--- BEGIN Information provided ---

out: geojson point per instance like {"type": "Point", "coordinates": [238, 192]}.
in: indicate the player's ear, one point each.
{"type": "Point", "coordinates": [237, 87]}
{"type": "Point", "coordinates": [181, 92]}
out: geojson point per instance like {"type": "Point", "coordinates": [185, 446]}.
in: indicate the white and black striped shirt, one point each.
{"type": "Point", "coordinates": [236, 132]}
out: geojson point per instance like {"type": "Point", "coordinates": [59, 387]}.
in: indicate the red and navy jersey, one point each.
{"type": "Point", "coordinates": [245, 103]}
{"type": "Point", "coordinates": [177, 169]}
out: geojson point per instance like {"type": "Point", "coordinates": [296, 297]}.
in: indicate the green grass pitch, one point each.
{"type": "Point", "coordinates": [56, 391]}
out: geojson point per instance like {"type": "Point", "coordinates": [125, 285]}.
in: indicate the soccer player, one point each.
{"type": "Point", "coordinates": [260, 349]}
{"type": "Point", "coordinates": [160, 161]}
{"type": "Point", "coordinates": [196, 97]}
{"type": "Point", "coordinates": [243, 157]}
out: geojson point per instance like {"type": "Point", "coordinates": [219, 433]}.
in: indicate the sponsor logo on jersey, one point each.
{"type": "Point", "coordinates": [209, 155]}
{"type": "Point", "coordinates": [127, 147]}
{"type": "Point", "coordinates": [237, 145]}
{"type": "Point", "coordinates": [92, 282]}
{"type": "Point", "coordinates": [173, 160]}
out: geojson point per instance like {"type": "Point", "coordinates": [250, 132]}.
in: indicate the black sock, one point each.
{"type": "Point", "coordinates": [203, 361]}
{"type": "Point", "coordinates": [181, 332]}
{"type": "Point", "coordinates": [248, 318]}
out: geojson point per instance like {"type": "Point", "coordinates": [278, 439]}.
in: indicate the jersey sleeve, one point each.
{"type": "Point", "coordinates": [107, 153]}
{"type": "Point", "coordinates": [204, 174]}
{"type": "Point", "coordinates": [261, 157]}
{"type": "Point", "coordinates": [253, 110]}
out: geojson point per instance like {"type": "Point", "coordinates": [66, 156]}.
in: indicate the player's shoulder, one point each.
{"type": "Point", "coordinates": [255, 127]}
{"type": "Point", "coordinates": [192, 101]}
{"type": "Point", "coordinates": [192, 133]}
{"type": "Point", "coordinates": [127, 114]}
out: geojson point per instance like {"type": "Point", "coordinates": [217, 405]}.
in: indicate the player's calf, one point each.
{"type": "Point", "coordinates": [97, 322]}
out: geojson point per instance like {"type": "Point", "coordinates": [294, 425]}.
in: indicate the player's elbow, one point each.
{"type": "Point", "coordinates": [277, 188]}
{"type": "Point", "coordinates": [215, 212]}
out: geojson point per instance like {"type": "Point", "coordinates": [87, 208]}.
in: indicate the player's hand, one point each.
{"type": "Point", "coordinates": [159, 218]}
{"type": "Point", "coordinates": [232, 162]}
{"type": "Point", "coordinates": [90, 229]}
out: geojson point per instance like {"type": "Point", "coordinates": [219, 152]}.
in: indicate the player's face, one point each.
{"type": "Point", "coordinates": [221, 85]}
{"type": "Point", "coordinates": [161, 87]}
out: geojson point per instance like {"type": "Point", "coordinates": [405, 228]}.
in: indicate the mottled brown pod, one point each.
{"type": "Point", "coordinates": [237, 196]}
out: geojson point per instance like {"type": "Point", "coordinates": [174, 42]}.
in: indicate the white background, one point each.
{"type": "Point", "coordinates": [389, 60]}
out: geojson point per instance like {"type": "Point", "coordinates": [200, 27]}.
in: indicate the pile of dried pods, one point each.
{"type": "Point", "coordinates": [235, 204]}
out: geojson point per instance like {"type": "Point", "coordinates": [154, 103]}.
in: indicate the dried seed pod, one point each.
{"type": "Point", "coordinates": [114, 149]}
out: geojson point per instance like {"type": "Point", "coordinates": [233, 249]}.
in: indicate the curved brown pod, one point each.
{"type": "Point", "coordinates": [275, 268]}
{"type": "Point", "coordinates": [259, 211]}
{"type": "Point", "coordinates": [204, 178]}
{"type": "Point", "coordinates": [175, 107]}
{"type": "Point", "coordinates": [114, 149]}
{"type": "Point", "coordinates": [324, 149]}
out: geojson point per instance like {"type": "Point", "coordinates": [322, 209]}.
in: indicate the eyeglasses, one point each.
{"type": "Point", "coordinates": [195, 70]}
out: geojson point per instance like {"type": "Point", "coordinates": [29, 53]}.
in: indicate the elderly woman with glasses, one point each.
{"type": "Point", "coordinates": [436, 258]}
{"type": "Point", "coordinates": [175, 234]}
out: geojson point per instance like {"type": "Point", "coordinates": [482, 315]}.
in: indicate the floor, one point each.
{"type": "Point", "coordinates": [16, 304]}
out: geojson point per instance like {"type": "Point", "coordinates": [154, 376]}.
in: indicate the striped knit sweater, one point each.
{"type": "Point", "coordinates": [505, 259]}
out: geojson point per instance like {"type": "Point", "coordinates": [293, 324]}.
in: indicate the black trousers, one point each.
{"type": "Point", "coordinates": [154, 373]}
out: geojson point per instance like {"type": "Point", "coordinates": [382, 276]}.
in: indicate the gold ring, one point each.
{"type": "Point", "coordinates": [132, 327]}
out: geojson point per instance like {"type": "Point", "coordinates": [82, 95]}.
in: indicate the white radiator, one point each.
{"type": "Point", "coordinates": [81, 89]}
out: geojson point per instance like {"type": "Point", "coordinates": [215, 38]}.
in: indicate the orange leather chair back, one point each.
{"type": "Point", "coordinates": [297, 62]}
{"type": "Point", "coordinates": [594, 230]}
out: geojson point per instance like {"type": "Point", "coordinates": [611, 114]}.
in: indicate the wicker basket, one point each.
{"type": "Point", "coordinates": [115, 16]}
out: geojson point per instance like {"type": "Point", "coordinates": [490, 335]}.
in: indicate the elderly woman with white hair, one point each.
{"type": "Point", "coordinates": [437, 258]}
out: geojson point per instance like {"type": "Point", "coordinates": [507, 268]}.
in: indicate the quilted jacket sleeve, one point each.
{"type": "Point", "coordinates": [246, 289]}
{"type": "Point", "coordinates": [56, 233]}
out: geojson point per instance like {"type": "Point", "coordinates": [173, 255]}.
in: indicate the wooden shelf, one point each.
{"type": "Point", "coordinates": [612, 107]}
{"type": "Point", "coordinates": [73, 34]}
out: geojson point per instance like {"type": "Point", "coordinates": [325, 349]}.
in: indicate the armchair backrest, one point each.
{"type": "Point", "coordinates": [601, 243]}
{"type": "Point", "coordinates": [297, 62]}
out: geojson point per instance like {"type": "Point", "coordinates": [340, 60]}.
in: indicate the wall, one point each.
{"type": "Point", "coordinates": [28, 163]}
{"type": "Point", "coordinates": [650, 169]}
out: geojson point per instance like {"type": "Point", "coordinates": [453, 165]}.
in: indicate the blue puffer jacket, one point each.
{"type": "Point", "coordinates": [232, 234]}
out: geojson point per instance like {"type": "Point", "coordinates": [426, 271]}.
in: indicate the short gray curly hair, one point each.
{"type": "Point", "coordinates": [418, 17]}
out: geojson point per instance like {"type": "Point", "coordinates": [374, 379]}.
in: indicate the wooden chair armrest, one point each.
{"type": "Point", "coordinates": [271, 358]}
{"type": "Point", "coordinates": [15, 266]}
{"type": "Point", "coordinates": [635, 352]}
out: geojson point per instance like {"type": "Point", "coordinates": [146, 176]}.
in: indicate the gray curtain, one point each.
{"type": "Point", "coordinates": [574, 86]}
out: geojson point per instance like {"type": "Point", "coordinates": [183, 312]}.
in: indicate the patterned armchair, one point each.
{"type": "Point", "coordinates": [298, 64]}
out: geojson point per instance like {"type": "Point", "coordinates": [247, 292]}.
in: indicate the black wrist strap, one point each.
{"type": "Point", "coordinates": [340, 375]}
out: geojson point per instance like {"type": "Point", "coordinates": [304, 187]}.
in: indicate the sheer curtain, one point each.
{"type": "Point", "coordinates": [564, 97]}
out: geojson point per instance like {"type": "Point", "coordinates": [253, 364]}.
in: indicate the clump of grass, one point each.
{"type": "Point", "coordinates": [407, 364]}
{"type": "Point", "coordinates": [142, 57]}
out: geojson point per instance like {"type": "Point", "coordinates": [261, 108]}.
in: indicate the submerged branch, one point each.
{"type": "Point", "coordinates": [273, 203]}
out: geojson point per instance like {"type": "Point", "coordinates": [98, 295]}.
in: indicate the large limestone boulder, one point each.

--- END Information provided ---

What needs to be done> Which lines in the data above contain the string "elderly"? Pull out each of those lines in full, and treat case as significant.

The response>
in: indicate the elderly woman with glasses, one point each.
in: indicate the elderly woman with white hair, one point each.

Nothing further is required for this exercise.